** YOUR OBJECTIVE **
Please transcribe the part of the NAFTA text from "Renegotiating NAFTA?" to "and multiple jobs." word for word.

Renegotiating NAFTA?

The arrival of US President Donald Trump on the international stage, backed by an army of trade negotiators, has raised the alarm among Canadians, and with good reason.

More than half a million workers lost their jobs in manufacturing and secondary industry after Canada signed onto NAFTA in 1994. Real wages and living standards fell, as good jobs were replaced by part-time, temporary, and precarious work. As permanent employment disappeared, many unemployed workers were driven to accept to low wages and multiple jobs.

The Canadian economy was undermined by the elimination of whole sections of work, including textiles, clothing and footwear, furniture and appliances, farm equipment, and big reductions in forestry, and in the steel and auto sectors.

In Quebec the auto assembly and parts have virtually disappeared, while in Ontario, tens of thousands of jobs have disappeared in the parts sector, and some in assembly with plant closures in Oshawa, Windsor, St. Thomas and St. Catharines. Auto is the beating heart of the Canadian economy, which Donald Trump could be aiming to take out in his drive to “make America great again” – at the expense of Canadian and Mexican workers.

Some think that renegotiating NAFTA would improve Canada’s position in the continental, or even global trade hierarchy. But that conclusion would be faulty, and dangerous. Why? Because there is nothing good about NAFTA, and there never was. It was a corporate deal, foisted onto Canadian workers with the help of the ever-ready Brian Mulroney, for the benefit of the largest Canadian and US based transnational corporations and their drive to increase profits at any cost. NAFTA took down borders and regulations that stood in their way, undermined national sovereignty and independence, and helped prepare publicly owned assets and services for privatization or reincarnation as P3s.

** PROVIDED DATA **
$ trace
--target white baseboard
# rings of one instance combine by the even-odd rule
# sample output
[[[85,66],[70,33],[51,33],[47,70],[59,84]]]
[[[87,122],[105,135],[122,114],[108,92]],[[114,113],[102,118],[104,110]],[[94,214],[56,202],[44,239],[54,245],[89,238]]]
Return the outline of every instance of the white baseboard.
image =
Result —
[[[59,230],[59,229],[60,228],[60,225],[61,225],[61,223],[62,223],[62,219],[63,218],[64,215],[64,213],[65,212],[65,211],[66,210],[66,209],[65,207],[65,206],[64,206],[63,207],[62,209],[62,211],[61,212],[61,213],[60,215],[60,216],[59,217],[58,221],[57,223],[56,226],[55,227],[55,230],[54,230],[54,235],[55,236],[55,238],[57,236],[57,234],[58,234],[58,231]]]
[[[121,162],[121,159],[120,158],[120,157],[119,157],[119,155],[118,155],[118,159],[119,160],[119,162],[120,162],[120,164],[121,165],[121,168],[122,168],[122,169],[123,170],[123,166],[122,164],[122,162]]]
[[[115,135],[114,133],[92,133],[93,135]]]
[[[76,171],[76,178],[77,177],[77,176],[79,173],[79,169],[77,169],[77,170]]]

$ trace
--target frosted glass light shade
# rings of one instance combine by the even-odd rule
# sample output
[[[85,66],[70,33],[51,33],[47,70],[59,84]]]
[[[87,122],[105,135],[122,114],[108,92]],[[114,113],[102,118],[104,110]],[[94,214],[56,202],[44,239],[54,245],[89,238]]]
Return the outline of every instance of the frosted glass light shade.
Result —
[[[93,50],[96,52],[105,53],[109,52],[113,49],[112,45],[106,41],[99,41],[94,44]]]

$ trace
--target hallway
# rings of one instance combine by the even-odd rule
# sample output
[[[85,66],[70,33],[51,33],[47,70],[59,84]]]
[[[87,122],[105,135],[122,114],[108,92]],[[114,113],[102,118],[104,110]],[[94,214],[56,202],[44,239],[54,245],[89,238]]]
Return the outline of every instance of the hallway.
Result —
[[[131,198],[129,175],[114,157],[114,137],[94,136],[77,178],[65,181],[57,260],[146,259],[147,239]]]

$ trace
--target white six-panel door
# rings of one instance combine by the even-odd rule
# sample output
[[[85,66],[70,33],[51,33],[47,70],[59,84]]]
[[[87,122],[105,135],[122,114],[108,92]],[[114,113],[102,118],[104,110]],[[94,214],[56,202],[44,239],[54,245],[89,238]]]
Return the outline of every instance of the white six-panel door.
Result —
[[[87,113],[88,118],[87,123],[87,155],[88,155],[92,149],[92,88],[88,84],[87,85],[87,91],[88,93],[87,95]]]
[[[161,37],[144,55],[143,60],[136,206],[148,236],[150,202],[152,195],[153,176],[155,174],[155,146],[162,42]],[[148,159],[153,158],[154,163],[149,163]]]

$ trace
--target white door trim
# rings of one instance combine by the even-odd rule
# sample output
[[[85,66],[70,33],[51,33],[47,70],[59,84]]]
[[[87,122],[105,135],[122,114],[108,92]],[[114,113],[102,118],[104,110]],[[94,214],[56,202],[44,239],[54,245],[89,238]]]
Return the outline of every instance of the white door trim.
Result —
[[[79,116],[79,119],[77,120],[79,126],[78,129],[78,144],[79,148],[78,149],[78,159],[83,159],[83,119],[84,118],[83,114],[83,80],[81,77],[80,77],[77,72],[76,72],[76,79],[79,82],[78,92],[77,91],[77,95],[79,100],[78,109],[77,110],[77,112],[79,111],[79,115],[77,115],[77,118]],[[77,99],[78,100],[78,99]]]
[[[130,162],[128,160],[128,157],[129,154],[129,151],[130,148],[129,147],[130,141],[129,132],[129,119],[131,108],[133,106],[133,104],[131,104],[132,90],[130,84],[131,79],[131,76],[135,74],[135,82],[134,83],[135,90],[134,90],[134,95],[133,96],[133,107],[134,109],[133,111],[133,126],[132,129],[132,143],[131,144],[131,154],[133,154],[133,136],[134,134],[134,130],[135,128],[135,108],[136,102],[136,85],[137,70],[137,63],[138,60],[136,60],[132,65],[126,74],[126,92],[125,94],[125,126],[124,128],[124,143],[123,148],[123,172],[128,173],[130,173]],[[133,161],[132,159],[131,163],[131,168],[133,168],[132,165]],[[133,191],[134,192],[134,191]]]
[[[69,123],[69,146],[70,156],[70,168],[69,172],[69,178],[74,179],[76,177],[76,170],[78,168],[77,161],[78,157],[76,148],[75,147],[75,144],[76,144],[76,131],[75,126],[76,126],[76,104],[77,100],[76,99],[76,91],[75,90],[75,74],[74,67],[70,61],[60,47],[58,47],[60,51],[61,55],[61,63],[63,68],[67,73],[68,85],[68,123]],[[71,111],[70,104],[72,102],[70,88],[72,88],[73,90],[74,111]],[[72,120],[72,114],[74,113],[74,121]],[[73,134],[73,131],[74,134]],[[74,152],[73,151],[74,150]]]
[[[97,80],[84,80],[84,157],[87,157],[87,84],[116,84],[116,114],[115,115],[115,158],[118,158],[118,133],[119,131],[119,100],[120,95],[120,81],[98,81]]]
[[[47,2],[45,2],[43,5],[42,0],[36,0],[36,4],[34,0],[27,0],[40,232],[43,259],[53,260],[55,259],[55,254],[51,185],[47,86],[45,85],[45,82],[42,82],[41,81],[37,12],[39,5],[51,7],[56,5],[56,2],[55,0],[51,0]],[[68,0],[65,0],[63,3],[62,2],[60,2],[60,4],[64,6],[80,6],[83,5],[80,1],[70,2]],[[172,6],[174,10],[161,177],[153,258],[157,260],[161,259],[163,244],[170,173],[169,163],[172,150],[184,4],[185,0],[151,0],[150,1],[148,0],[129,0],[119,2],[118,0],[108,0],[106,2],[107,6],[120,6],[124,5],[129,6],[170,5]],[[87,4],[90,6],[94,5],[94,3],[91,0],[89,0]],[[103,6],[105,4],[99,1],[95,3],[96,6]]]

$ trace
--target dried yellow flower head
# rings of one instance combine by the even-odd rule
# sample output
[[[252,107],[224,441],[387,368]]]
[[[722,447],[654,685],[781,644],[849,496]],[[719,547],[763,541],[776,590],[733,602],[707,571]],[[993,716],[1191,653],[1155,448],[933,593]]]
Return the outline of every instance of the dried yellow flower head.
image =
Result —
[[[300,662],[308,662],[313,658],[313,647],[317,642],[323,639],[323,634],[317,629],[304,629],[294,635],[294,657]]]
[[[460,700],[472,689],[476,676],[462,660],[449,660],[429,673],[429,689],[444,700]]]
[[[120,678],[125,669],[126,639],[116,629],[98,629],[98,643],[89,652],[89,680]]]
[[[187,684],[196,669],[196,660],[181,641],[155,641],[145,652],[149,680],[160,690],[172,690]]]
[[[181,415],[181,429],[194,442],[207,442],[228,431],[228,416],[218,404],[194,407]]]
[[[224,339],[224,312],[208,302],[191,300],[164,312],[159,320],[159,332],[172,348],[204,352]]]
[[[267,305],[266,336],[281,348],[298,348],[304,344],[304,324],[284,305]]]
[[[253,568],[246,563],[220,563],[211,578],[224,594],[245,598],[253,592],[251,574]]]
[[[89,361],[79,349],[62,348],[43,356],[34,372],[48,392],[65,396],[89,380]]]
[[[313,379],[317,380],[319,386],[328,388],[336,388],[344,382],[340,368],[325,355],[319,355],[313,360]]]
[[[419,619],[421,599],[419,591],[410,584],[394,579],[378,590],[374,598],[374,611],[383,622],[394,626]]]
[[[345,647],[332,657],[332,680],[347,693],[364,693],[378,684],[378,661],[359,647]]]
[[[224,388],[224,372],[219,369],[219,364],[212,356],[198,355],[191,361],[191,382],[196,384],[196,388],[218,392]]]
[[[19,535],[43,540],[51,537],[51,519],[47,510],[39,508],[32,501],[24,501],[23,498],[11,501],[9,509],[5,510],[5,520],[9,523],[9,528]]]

** SOLVED PROBLEM **
Renegotiating NAFTA?

The arrival of US President Donald Trump on the international stage, backed by an army of trade negotiators, has raised the alarm among Canadians, and with good reason.

More than half a million workers lost their jobs in manufacturing and secondary industry after Canada signed onto NAFTA in 1994. Real wages and living standards fell, as good jobs were replaced by part-time, temporary, and precarious work. As permanent employment disappeared, many unemployed workers were driven to accept to low wages and multiple jobs.